Overview
Operation Satanique was a covert operation conducted by the Direction Générale de la Sécurité Extérieure (DGSE) — France’s foreign intelligence service — in which agents planted two limpet mines on the Greenpeace vessel Rainbow Warrior while it was moored in Auckland harbour, New Zealand. The bombs detonated on the night of 10 July 1985, sinking the ship and killing Dutch-Portuguese photographer Fernando Pereira, who had returned below decks to retrieve his camera equipment after the first explosion.
The operation was authorised at the highest levels of the French government to prevent the Rainbow Warrior from leading a flotilla of protest vessels to Mururoa Atoll in French Polynesia, where France was conducting atmospheric and underground nuclear tests in defiance of international pressure.
Planning and Execution
Three DGSE teams, comprising approximately twelve agents in total, entered New Zealand using false passports in the weeks preceding the attack. Two agents — Major Alain Mafart and Captain Dominique Prieur — posed as Swiss tourists called “Alain Turenge” and “Sophie Turenge.” A dive team planted the mines; a support team managed logistics including a yacht and a dive support vessel, the Ouvéa.

○ ○ ○

> [List of tasks]:
a) In the passage on Operation Satanique, why had Fernando Pereira gone back below decks?
b) Copy the passage on Operation Satanique verbatim, starting at "Planning and Execution" and ending at "vessel, the Ouvéa.".

> [Data segment]:

○ ○ ○

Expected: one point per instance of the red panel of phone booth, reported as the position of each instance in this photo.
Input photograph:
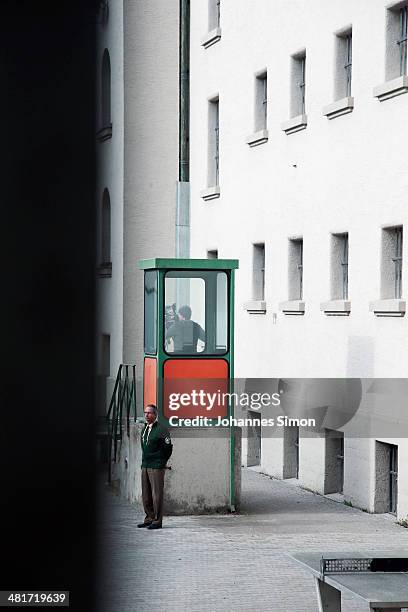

○ ○ ○

> [Solutions]:
a) To retrieve his camera equipment after the first explosion.

b)
Planning and Execution
Three DGSE teams, comprising approximately twelve agents in total, entered New Zealand using false passports in the weeks preceding the attack. Two agents — Major Alain Mafart and Captain Dominique Prieur — posed as Swiss tourists called “Alain Turenge” and “Sophie Turenge.” A dive team planted the mines; a support team managed logistics including a yacht and a dive support vessel, the Ouvéa.